• _Wybrany fragment_
════════════════════

A ja nie slucham i tez jestem z tego dumny a co :D
A ja nie slucham i tez jestem z tego dumny a co :D
Taka muzyka była i będzie. Tak jak muzyka do kotleta , do samochodu, w windzie czy jako podkład w dobrym japońskim bidecie. Disco-polo żyje , bo jest klient disco-polak. Niemcy maja swoją kicz muzykę , amerykanie czy pakistańczycy. Taki folklor. Natomiast obecność disco-polo na masowych imprezach studenckich była sygnałem , ze zaczęła studiowac 'inna' młodzież i że studiować może każdy. Dla mnie to była swego rodzaju śmierć tych imprez i tzw. 'kultury studenckiej'.
To, że ktoś przy tym tańczy, to nie znaczy że słucha, po drugie to nie ma wyboru. Wesele to nie koncert życzeń, tylko zabawa i do tego jeszcze ta muzyka się jako tako nadaje (ale do niczego więcej). To tak jakby porównać silnik np. w Matizie do V12 BMW i podniecać się tym pierwszym. A jakby zapytać kogokolwiek jakiej słucha muzyki to odpowie, że dobrej...
nie cierpię disco polo bo mam podejście do życia, że wszystko co poznaje opieram na wartościach jakości i ogólnego zaangażowania twórcy do stworzenia tego czegoś, a disco-polo nie oszukujmy się jest muzyką "tanią" i ma zarabiać jak najtańszym kosztem na nowe porsche jego twórcy który to myśli że jest biznesmenem, nie przywiązując uwagi do jakości ani charakteru produktu w tym przypadku muzyki. Nie mam natomiast żalu do ludzi, którzy tego słuchają , wolny kraj, każdy nich robi co mu się podoba. Dokładnie tak samo mam samochodami przywiązuje wagę do w/w wartości i dlatego wybrałem serie 7 zamiast kupić w tych samych pieniądzach 10 lat młodsze mondeo itp. Nie macie wrażenia że taka muzyka jakoś nienaturalnie brzmi słuchana w serii 7?

════════════════════

• _Wiersze do przetworzenia_
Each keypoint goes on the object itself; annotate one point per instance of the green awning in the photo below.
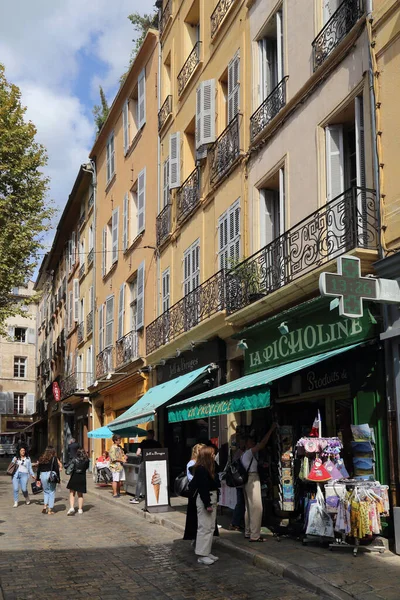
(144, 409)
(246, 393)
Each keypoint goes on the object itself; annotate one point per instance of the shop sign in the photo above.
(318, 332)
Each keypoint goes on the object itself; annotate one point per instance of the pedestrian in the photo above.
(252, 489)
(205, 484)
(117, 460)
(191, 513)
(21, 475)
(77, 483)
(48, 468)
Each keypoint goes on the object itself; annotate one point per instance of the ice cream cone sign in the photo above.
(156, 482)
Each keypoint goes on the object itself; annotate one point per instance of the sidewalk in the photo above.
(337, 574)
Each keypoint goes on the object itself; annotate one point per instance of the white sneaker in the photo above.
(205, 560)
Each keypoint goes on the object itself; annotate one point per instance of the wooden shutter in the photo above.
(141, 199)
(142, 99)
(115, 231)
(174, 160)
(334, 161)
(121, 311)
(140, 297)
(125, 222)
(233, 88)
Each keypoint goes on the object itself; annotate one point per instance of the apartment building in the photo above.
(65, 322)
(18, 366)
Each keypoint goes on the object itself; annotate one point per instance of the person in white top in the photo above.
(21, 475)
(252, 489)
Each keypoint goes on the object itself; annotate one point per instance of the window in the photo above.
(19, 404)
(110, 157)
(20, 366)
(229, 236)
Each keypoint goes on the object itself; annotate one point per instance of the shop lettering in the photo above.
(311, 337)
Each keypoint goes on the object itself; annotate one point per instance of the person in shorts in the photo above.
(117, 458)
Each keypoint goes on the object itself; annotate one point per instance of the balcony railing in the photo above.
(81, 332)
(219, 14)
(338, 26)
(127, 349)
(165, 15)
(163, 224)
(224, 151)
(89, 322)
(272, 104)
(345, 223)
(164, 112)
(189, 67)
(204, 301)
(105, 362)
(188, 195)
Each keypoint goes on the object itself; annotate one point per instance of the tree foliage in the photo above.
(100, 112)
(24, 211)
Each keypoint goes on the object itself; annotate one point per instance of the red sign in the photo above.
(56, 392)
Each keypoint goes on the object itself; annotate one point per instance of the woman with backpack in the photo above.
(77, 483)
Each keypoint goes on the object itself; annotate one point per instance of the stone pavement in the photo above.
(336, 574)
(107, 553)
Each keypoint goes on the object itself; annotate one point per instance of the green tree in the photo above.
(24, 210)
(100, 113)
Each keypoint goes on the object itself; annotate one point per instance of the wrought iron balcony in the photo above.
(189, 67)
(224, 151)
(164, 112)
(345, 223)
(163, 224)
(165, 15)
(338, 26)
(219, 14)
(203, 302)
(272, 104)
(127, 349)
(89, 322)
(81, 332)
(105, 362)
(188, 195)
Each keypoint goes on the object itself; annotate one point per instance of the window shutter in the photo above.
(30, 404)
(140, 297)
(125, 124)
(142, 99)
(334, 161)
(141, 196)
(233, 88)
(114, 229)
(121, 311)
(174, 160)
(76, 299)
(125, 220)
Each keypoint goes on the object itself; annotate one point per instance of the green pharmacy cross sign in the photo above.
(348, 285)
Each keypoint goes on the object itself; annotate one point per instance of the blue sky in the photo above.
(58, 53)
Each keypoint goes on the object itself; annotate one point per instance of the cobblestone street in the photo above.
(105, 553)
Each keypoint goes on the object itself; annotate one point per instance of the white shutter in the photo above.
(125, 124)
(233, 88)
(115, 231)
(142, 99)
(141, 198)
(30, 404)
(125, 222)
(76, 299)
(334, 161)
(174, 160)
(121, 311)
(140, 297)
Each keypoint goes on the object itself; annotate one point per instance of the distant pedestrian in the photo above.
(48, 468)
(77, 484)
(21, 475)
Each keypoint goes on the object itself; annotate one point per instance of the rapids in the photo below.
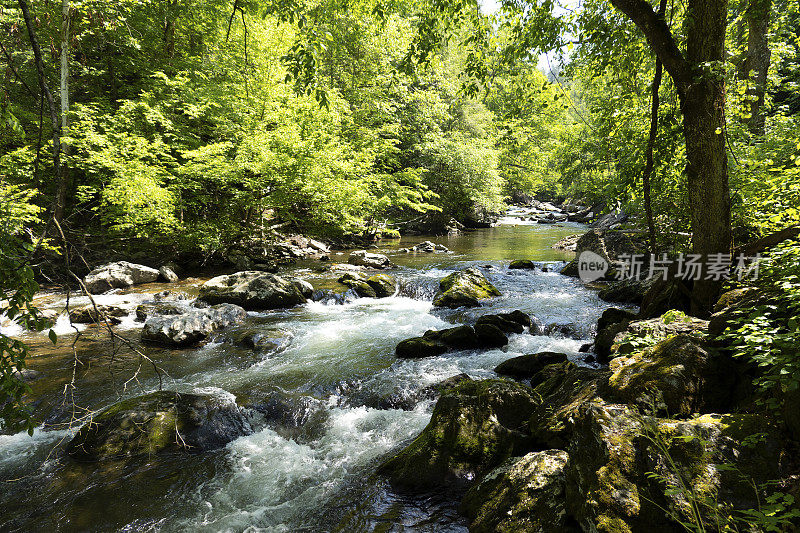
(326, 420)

════════════════════

• _Lista zadań_
**A.** Podaj ponownie dokładnie tę część wybranego fragmentu, która biegnie od "To, że ktoś" do "odpowie, że dobrej...".
**B.** Przepisz bez zmian wiersze do przetworzenia od wiersza zawierającego "rapids in the photo below." aż do ostatniego wiersza, włącznie z oboma końcami. Obrazy pomiń w odpowiedzi.

• _Odpowiedzi_
**A.**
To, że ktoś przy tym tańczy, to nie znaczy że słucha, po drugie to nie ma wyboru. Wesele to nie koncert życzeń, tylko zabawa i do tego jeszcze ta muzyka się jako tako nadaje (ale do niczego więcej). To tak jakby porównać silnik np. w Matizie do V12 BMW i podniecać się tym pierwszym. A jakby zapytać kogokolwiek jakiej słucha muzyki to odpowie, że dobrej...

**B.**
Each keypoint goes on the object itself; annotate one point per instance of the rapids in the photo below.
(326, 420)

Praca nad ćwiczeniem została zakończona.